- [Travail demandé] Recopiez à l'identique les lignes des enregistrements, en commençant à la ligne qui contient "Please identify the bokeh" et en vous arrêtant après celle qui contient "Please identify the chameleon mouth". Ne reproduisez que ces lignes.

- [Données à traiter]
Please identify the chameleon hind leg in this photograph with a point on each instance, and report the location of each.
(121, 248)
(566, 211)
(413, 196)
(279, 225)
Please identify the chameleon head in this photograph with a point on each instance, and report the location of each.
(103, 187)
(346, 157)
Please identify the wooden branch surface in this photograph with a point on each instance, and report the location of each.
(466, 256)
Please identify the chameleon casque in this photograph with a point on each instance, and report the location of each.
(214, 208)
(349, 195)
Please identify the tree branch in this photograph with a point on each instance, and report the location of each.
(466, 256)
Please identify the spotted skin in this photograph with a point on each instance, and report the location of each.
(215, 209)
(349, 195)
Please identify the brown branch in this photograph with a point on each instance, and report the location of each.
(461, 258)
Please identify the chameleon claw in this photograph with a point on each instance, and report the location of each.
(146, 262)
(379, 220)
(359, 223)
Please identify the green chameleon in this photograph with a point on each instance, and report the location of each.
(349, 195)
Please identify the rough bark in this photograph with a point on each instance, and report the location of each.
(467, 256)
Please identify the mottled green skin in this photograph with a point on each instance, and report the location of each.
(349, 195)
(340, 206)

--

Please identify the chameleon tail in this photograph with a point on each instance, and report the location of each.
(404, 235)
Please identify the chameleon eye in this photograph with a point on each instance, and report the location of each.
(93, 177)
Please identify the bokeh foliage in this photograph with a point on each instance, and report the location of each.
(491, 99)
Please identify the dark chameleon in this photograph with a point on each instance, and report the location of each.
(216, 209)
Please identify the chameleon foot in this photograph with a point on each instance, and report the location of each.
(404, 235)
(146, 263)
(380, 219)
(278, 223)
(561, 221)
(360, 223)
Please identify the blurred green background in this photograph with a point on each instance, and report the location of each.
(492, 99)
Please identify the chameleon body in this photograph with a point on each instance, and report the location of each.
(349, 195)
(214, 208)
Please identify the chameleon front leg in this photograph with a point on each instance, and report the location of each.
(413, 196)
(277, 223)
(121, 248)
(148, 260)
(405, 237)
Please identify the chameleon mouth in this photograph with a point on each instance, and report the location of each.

- [Tâche accomplie]
Please identify the bokeh foliage in this photograph with a point on each instance, and report the location of each.
(491, 99)
Please identify the dark chameleon in this photograph with a point on each instance, and report the location of each.
(216, 209)
Please identify the chameleon foot in this photograph with a point on each instance, and report the location of each.
(404, 235)
(146, 263)
(380, 219)
(278, 223)
(561, 221)
(360, 223)
Please identify the blurred green background in this photograph with a point on each instance, and report the location of each.
(492, 99)
Please identify the chameleon body in this photograph with a point on each instance, and report the location of each.
(349, 195)
(214, 208)
Please identify the chameleon front leg in this photograph with a point on each instance, and report the location of each.
(413, 196)
(277, 223)
(121, 248)
(148, 260)
(405, 237)
Please identify the chameleon mouth in this photograph with a point on each instance, and report the location of each.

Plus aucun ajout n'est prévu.